## Artigo:

▼

Autoridades, especialistas e empresários do transporte participam de palestras e painéis com foco em práticas sustentáveis e experiências bem-sucedidas
O ITL (Instituto de Transporte e Logística) promoveu, na quarta-feira (9), mais uma edição do FIT – Fórum ITL de Inovação do Transporte. Com participação de autoridades, especialistas e empresários do setor, o evento ocorreu presencialmente na sede do Sistema Transporte (CNT, SEST SENAT e ITL), em Brasília, além de ter sido transmitido pelo YouTube da CNT. Patrocinaram a iniciativa: Itaú, Norsul, Transpocred, Unimar, WLM e Anamar.
O evento também contou com o apoio do IBMEC, do IGCP (Instituto Latino-Americano de Governança e Compliance Público), além dos movimentos A Voz Delas e Vez e Voz, que promovem a inclusão e a diversidade no setor.
Os trabalhos foram abertos pelo presidente do Sistema Transporte, Vander Costa, que refletiu sobre o amadurecimento da temática sustentável entre transportadores. “Antes, era comum falar que a sustentabilidade visava o futuro, que era sobre o mundo a ser legado a nossos netos. O discurso mudou. Estamos falando sobre o presente e a decisão de implantar a agenda ESG (ambiental, social e governança) cabe a vocês, que estão participam deste Fórum”, instigou.

▲

## Tarefa obrigatória A:
Converta em uma lista JSON de strings, uma por linha e sem linhas em branco, o trecho das entradas que vai do início até a linha que contém "Mark the region", com as duas extremidades incluídas. Omita as imagens na resposta.
O artigo e as entradas vêm de fontes distintas.

## Material fornecido:

▼

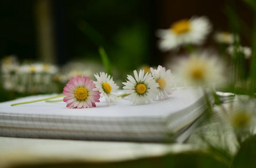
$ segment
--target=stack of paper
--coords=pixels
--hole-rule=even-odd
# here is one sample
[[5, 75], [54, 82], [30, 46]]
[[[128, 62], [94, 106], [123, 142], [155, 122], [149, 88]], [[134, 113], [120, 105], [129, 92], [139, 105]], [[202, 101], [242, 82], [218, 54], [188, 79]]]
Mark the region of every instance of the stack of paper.
[[70, 109], [63, 102], [12, 103], [46, 98], [30, 96], [0, 103], [0, 136], [36, 138], [159, 141], [187, 138], [207, 107], [199, 88], [178, 88], [168, 100], [133, 105], [126, 98], [108, 106]]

▲

## Tarefa obrigatória B:
Segundo o artigo sobre o fórum, quem abriu os trabalhos do evento?

## Resposta completa A:
[
  "$ segment",
  "--target=stack of paper",
  "--coords=pixels",
  "--hole-rule=even-odd",
  "# here is one sample",
  "[[5, 75], [54, 82], [30, 46]]",
  "[[[128, 62], [94, 106], [123, 142], [155, 122], [149, 88]], [[134, 113], [120, 105], [129, 92], [139, 105]], [[202, 101], [242, 82], [218, 54], [188, 79]]]",
  "Mark the region of every instance of the stack of paper."
]

## Resposta completa B:
Vander Costa, presidente do Sistema Transporte.